**Required work:**
Please copy all of the records below line for line, without changing anything. Leave the pictures out of your answer.

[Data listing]
---

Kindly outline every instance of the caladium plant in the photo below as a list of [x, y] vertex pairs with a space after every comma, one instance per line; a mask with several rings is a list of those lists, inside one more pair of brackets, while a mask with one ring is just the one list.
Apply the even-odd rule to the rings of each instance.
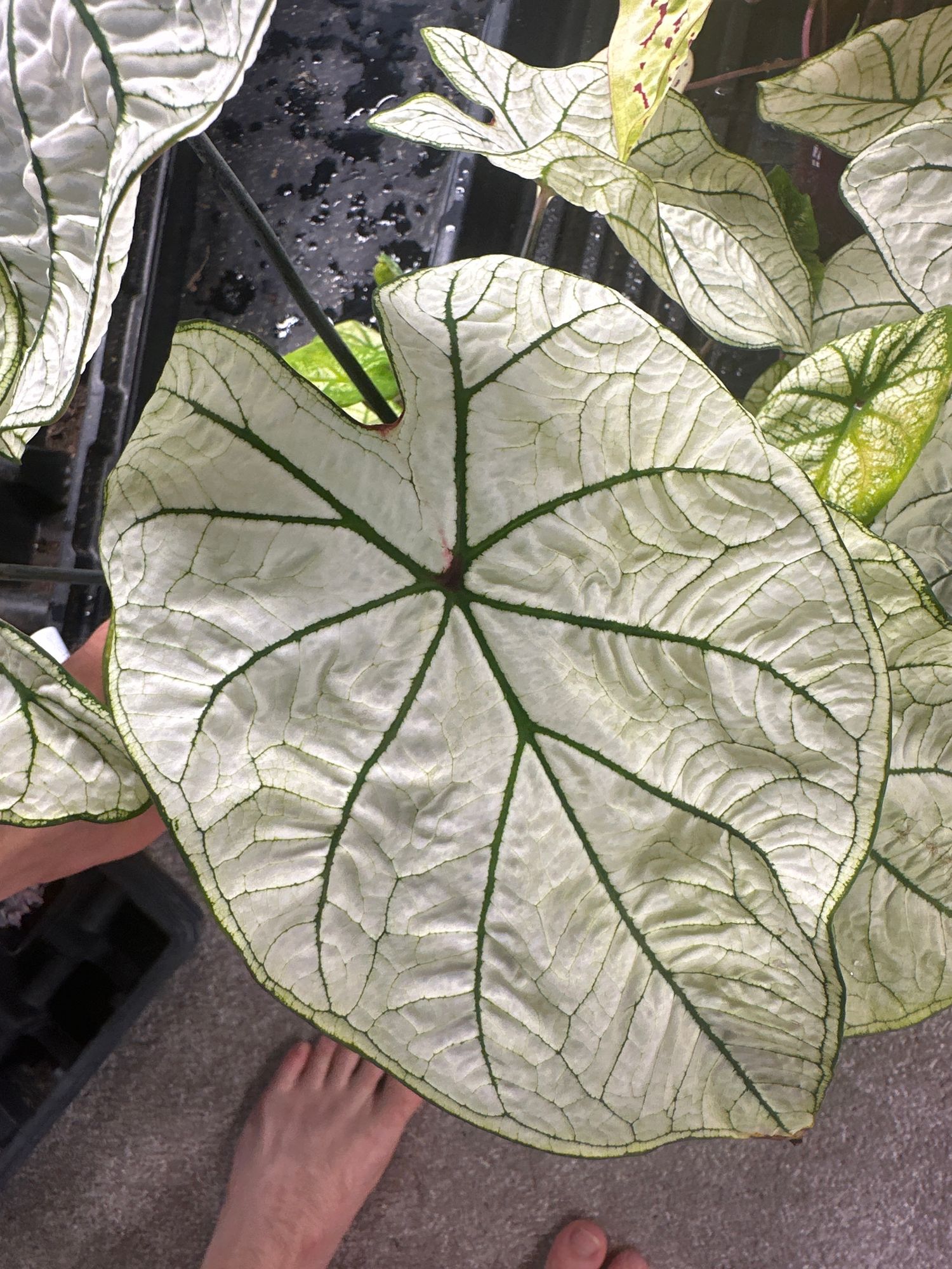
[[[339, 322], [336, 331], [377, 385], [383, 400], [399, 409], [400, 393], [393, 378], [393, 368], [380, 334], [372, 326], [364, 326], [359, 321]], [[380, 423], [377, 415], [347, 377], [340, 362], [320, 336], [301, 348], [296, 348], [293, 353], [287, 353], [284, 360], [288, 365], [293, 365], [298, 374], [319, 387], [331, 401], [347, 410], [352, 419], [369, 426]]]
[[[48, 296], [22, 244], [0, 268], [10, 452], [30, 374], [32, 425], [102, 331], [123, 190], [254, 53], [268, 5], [203, 3], [174, 16], [215, 38], [171, 62], [152, 9], [57, 13], [104, 112], [85, 221], [76, 152], [19, 110], [9, 28], [23, 188], [58, 155], [48, 188], [86, 232]], [[765, 91], [862, 148], [844, 188], [871, 237], [824, 268], [809, 202], [670, 89], [707, 8], [625, 0], [608, 60], [559, 70], [430, 32], [493, 122], [437, 96], [378, 122], [602, 211], [712, 336], [784, 349], [757, 421], [621, 296], [506, 256], [392, 282], [382, 336], [338, 329], [396, 425], [363, 425], [320, 340], [284, 360], [192, 324], [109, 486], [117, 726], [0, 629], [0, 742], [23, 755], [0, 820], [122, 817], [147, 782], [263, 983], [438, 1104], [572, 1155], [798, 1133], [844, 1018], [952, 1000], [952, 631], [900, 549], [952, 593], [952, 322], [892, 208], [901, 171], [942, 241], [946, 19]], [[178, 82], [195, 65], [203, 102]], [[67, 364], [34, 372], [53, 329]]]
[[618, 157], [627, 160], [678, 80], [711, 0], [621, 0], [608, 44]]
[[952, 303], [952, 9], [871, 27], [768, 80], [760, 113], [856, 156], [843, 197], [902, 294]]
[[869, 858], [836, 910], [848, 1034], [952, 1004], [952, 622], [899, 547], [836, 524], [869, 600], [892, 683], [892, 755]]
[[758, 412], [826, 499], [868, 524], [929, 440], [952, 390], [952, 308], [873, 326], [807, 357]]
[[943, 109], [939, 118], [908, 123], [871, 145], [840, 185], [900, 289], [923, 310], [952, 303], [949, 155], [952, 109]]
[[769, 123], [858, 155], [890, 132], [934, 118], [952, 99], [952, 9], [869, 27], [760, 84]]
[[109, 713], [0, 622], [0, 824], [124, 820], [149, 794]]
[[9, 0], [0, 11], [0, 453], [102, 339], [138, 176], [239, 88], [274, 0]]
[[823, 503], [604, 287], [481, 259], [380, 320], [386, 434], [180, 330], [108, 495], [126, 742], [258, 977], [434, 1101], [800, 1131], [890, 711]]
[[701, 113], [669, 93], [627, 162], [618, 159], [604, 58], [541, 70], [458, 30], [424, 32], [439, 69], [491, 110], [480, 123], [423, 94], [373, 127], [506, 171], [605, 216], [658, 286], [715, 339], [810, 349], [812, 292], [770, 185], [721, 148]]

---

**Reply to the exercise:**
Kindly outline every instance of the caladium plant in the photo below as a list of [x, y] vertex pairs with a space after every comma, one instance per line; a mask with several rings is a list of those lists, inside one more pair of brackets, while a mask with one ring is just the one list.
Apply the even-odd rule to the rings of each instance.
[[[339, 322], [336, 331], [377, 385], [383, 400], [399, 409], [400, 393], [393, 378], [393, 368], [380, 334], [372, 326], [364, 326], [359, 321]], [[380, 423], [377, 415], [347, 377], [340, 362], [320, 336], [301, 348], [296, 348], [293, 353], [287, 353], [284, 360], [288, 365], [293, 365], [298, 374], [319, 387], [331, 401], [347, 410], [352, 419], [369, 426]]]
[[[48, 296], [22, 244], [0, 268], [10, 452], [30, 374], [32, 425], [102, 331], [123, 190], [254, 53], [268, 5], [203, 3], [174, 16], [215, 38], [171, 62], [152, 9], [57, 13], [104, 112], [85, 221], [76, 152], [19, 110], [9, 28], [23, 188], [58, 155], [48, 188], [86, 232]], [[765, 91], [862, 148], [844, 188], [871, 237], [824, 268], [809, 202], [670, 89], [707, 8], [625, 0], [608, 60], [559, 70], [430, 32], [493, 122], [437, 96], [378, 122], [602, 211], [712, 336], [784, 349], [757, 421], [621, 296], [506, 256], [392, 282], [382, 336], [338, 329], [396, 425], [363, 425], [320, 340], [284, 360], [192, 324], [109, 486], [117, 726], [0, 629], [0, 742], [23, 755], [0, 820], [122, 817], [147, 782], [263, 983], [438, 1104], [572, 1155], [798, 1133], [844, 1018], [952, 1000], [952, 631], [900, 549], [952, 593], [952, 322], [892, 208], [901, 171], [942, 241], [946, 19]], [[178, 82], [195, 65], [203, 102]], [[67, 364], [34, 372], [53, 329]]]
[[618, 157], [627, 160], [678, 80], [711, 0], [621, 0], [608, 44]]
[[952, 303], [952, 9], [871, 27], [768, 80], [760, 113], [856, 156], [843, 197], [902, 294]]
[[869, 858], [836, 910], [848, 1034], [952, 1004], [952, 622], [899, 547], [836, 524], [869, 600], [892, 683], [892, 755]]
[[758, 412], [826, 499], [868, 524], [929, 440], [952, 390], [952, 308], [873, 326], [807, 357]]
[[943, 109], [939, 118], [908, 123], [871, 145], [840, 185], [900, 289], [923, 310], [952, 303], [949, 155], [952, 109]]
[[769, 123], [858, 155], [890, 132], [934, 118], [952, 99], [952, 9], [869, 27], [760, 84]]
[[109, 713], [0, 622], [0, 824], [124, 820], [149, 794]]
[[9, 0], [0, 11], [0, 453], [102, 339], [138, 176], [239, 88], [274, 0]]
[[823, 503], [604, 287], [481, 259], [380, 320], [386, 434], [180, 330], [108, 495], [126, 742], [258, 977], [434, 1101], [800, 1131], [890, 711]]
[[701, 113], [669, 93], [627, 162], [618, 159], [604, 58], [541, 70], [458, 30], [424, 32], [439, 69], [491, 110], [480, 123], [423, 94], [373, 127], [506, 171], [605, 216], [658, 286], [715, 339], [810, 349], [812, 292], [770, 185], [721, 148]]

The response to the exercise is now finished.